_Stated task_
Turn the lines of the data below into a numbered list, starting at the line that contains "Where can you see the rink railing" and ending after the line that contains "point(51, 157)". Leave out any blank lines and include nothing outside that span.

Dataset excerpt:
· · · · ·

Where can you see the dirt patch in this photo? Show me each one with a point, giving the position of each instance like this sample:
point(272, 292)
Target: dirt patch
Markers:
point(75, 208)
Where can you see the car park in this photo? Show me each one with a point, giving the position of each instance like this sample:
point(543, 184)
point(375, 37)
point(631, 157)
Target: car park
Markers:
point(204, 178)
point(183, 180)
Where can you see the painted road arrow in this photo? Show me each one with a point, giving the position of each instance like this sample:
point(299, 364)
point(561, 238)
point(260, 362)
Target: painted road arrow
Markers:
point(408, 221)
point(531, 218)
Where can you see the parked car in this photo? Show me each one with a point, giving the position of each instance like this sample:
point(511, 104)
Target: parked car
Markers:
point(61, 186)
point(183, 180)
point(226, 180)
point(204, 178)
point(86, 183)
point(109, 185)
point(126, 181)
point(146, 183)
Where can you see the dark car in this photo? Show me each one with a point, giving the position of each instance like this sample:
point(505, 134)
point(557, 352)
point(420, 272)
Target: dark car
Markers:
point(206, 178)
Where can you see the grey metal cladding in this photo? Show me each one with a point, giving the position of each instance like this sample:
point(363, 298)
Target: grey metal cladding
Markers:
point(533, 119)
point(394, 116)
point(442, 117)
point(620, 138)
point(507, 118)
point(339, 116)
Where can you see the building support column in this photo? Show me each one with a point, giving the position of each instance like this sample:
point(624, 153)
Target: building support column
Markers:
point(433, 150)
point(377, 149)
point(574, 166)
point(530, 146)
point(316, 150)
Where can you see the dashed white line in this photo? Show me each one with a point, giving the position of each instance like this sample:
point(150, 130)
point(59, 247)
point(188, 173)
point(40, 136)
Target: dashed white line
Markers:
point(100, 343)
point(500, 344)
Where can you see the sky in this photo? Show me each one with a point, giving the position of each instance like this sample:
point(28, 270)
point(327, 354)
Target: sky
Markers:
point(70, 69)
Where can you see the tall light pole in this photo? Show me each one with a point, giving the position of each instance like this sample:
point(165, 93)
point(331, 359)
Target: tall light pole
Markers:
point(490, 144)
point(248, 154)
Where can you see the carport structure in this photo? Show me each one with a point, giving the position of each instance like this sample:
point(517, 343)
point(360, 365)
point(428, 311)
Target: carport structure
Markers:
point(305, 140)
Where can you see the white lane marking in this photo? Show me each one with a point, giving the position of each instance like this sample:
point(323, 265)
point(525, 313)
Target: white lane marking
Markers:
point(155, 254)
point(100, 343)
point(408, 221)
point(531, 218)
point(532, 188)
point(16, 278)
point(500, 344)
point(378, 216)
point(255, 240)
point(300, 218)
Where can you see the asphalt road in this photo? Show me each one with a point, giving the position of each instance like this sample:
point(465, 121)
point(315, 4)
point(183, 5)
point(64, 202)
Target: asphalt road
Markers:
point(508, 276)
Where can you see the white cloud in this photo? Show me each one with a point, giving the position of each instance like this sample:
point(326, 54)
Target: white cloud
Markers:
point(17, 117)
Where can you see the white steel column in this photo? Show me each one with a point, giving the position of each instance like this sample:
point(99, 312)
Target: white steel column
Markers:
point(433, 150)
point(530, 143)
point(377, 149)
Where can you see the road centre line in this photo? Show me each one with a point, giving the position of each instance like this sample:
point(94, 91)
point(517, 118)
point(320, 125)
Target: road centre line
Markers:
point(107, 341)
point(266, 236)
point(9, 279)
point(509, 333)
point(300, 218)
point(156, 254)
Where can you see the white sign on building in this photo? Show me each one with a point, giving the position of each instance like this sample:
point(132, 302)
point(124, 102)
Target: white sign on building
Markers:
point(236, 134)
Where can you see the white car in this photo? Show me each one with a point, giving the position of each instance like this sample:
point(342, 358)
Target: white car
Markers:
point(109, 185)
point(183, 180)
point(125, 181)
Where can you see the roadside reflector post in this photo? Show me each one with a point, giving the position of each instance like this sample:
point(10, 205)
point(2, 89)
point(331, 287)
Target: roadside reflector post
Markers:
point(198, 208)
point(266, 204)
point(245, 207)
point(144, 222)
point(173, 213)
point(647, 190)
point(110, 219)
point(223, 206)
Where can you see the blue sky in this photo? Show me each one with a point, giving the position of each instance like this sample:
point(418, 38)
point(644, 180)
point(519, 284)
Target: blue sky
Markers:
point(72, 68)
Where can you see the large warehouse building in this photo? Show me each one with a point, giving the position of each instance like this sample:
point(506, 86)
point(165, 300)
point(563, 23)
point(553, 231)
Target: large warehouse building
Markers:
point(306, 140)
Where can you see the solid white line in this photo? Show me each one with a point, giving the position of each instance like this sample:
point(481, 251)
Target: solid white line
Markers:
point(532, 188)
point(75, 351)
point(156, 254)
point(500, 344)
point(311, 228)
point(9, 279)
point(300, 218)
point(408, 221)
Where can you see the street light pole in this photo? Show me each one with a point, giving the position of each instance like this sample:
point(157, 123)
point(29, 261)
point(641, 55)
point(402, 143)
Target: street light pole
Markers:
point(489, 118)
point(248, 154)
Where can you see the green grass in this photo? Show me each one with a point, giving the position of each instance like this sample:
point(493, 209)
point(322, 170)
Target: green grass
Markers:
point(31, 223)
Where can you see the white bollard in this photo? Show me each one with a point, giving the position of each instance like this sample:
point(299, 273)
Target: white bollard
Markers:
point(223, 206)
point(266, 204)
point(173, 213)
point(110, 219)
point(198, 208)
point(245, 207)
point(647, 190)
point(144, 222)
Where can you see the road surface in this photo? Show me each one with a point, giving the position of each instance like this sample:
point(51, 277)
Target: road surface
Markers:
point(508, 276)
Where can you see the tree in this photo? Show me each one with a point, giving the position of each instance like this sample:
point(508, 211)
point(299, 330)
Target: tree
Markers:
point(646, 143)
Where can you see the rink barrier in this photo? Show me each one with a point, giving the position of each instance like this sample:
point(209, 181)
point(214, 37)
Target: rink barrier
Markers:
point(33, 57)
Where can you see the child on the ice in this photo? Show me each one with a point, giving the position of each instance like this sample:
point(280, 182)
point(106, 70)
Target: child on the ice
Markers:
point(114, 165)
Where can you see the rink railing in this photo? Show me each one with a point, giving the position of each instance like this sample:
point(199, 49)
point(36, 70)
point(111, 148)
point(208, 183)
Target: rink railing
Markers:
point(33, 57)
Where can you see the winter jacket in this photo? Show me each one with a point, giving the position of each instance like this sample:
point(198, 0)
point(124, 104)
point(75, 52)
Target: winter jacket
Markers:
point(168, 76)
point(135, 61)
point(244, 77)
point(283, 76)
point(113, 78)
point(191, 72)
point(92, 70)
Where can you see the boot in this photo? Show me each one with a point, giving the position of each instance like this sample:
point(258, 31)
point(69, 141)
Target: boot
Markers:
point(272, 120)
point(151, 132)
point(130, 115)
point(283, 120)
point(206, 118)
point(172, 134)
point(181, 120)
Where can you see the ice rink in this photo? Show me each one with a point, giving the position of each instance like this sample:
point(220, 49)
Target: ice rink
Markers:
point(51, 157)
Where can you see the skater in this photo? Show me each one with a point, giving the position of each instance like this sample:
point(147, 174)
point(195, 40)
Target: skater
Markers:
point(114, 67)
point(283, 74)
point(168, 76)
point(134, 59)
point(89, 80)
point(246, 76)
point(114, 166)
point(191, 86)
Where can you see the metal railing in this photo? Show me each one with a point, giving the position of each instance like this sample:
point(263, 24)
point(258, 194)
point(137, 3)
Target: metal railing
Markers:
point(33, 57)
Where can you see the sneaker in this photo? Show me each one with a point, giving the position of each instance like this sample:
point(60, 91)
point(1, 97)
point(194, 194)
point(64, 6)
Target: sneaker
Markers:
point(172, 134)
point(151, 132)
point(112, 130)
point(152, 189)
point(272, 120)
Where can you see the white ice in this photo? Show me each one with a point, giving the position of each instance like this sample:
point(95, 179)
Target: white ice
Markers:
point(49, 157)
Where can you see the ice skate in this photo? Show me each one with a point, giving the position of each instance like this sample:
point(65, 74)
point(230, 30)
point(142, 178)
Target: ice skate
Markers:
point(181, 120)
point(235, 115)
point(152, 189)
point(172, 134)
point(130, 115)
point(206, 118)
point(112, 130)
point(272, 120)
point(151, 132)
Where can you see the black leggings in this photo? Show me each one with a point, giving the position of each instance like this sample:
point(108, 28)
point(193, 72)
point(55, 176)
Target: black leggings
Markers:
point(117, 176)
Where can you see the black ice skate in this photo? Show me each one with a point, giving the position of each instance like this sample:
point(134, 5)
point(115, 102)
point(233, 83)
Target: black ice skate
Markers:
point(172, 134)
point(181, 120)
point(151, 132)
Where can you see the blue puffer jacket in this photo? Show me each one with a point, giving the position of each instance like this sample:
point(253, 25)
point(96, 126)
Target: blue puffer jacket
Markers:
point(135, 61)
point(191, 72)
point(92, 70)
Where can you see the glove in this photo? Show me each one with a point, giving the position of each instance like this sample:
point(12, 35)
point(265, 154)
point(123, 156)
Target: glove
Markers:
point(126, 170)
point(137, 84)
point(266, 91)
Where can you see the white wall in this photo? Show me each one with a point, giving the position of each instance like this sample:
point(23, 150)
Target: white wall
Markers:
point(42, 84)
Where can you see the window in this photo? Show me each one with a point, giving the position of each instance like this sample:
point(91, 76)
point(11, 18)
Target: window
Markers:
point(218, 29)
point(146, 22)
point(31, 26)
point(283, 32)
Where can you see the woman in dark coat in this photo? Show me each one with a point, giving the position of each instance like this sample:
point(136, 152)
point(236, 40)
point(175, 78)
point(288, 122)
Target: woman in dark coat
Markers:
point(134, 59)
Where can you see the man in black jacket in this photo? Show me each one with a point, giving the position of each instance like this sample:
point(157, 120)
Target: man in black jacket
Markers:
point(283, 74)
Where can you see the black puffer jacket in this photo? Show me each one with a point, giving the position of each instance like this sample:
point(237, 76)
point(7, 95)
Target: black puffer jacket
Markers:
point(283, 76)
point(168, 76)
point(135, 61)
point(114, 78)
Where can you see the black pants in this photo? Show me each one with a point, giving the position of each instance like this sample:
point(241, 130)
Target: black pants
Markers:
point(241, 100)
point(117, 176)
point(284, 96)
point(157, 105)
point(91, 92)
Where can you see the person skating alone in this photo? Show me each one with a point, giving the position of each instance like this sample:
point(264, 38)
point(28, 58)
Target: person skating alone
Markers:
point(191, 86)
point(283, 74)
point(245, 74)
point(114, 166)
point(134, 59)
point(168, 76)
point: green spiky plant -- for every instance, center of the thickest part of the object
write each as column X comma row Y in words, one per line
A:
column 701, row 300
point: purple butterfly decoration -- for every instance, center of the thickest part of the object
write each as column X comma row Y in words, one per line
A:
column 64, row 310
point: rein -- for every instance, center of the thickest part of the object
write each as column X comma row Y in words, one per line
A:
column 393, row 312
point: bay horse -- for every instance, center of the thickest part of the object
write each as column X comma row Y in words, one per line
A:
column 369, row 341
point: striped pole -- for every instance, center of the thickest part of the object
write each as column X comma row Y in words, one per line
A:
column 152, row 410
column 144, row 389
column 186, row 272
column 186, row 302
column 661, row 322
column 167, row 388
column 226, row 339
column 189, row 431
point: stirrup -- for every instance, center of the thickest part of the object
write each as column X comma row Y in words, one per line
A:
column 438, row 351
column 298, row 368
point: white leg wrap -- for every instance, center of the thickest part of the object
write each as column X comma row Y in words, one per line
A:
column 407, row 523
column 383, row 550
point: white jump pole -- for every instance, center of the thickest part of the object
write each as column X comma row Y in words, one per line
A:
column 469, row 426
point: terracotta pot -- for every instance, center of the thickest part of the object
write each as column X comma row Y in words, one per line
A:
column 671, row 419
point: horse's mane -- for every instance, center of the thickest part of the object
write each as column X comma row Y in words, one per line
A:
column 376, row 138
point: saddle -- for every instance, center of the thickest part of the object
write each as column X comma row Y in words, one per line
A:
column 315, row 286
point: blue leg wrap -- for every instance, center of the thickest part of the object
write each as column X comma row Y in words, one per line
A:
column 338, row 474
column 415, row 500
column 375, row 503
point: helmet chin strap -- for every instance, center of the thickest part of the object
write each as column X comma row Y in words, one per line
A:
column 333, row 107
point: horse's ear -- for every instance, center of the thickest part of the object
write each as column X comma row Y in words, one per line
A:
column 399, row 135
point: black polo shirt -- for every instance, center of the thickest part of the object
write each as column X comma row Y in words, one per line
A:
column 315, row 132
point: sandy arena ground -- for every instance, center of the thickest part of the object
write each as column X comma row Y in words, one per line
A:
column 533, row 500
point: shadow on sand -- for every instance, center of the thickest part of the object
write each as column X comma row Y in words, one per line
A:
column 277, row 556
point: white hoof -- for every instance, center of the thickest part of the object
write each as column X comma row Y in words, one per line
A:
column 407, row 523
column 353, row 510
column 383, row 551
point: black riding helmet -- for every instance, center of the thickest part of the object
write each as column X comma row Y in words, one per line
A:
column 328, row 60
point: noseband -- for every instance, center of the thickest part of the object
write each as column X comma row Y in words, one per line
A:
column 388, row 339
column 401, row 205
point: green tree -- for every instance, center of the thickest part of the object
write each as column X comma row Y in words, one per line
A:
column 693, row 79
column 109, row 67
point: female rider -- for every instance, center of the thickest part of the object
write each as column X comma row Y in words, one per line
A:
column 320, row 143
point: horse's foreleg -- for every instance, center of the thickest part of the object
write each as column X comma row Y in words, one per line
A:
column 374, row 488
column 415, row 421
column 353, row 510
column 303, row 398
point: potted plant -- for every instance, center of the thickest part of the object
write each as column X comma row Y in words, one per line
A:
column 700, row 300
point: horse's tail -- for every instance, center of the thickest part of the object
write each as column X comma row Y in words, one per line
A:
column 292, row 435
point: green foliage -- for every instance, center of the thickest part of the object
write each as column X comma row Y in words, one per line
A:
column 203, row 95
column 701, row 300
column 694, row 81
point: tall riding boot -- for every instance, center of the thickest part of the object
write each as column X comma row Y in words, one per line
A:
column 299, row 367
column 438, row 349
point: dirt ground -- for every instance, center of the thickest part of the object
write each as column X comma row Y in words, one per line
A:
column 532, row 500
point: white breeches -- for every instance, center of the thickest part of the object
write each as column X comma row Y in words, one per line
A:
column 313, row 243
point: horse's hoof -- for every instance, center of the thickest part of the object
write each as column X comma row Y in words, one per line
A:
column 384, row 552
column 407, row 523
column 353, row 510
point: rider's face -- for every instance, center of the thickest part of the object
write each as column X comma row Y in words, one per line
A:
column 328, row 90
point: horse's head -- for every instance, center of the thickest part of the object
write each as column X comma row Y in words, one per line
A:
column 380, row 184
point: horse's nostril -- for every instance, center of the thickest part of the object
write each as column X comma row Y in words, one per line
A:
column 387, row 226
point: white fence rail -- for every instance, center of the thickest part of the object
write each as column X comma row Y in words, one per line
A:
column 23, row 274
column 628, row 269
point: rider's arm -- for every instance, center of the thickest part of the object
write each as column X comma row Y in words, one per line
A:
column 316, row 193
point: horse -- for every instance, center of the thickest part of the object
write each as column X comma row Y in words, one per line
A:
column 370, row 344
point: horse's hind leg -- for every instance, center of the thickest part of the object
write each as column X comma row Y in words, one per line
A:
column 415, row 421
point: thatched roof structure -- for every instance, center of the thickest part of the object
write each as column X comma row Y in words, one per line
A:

· · · · ·

_Task solution_
1. Where can you see the rink railing in this photo? Show me each one with a point, giving the position of each instance like this sample:
2. point(199, 49)
3. point(36, 70)
4. point(111, 148)
5. point(208, 183)
6. Target: rink railing
7. Markers:
8. point(33, 57)
9. Where can you see the winter jacket in this photo? Show me each one with a point, giving the position of each instance like this sample:
10. point(198, 0)
11. point(124, 104)
12. point(75, 52)
13. Target: winter jacket
14. Markers:
15. point(168, 76)
16. point(135, 61)
17. point(244, 77)
18. point(283, 76)
19. point(113, 78)
20. point(191, 72)
21. point(92, 70)
22. Where can you see the boot in this photo? Show me each one with a point, giving the position of each instance like this sample:
23. point(258, 31)
24. point(69, 141)
25. Target: boot
26. Markers:
27. point(272, 120)
28. point(151, 132)
29. point(130, 115)
30. point(283, 120)
31. point(206, 118)
32. point(172, 134)
33. point(181, 120)
34. Where can you see the ice rink in this photo? Show me each one with a point, giving the position of each instance like this sample:
35. point(220, 49)
36. Target: ice rink
37. Markers:
38. point(51, 157)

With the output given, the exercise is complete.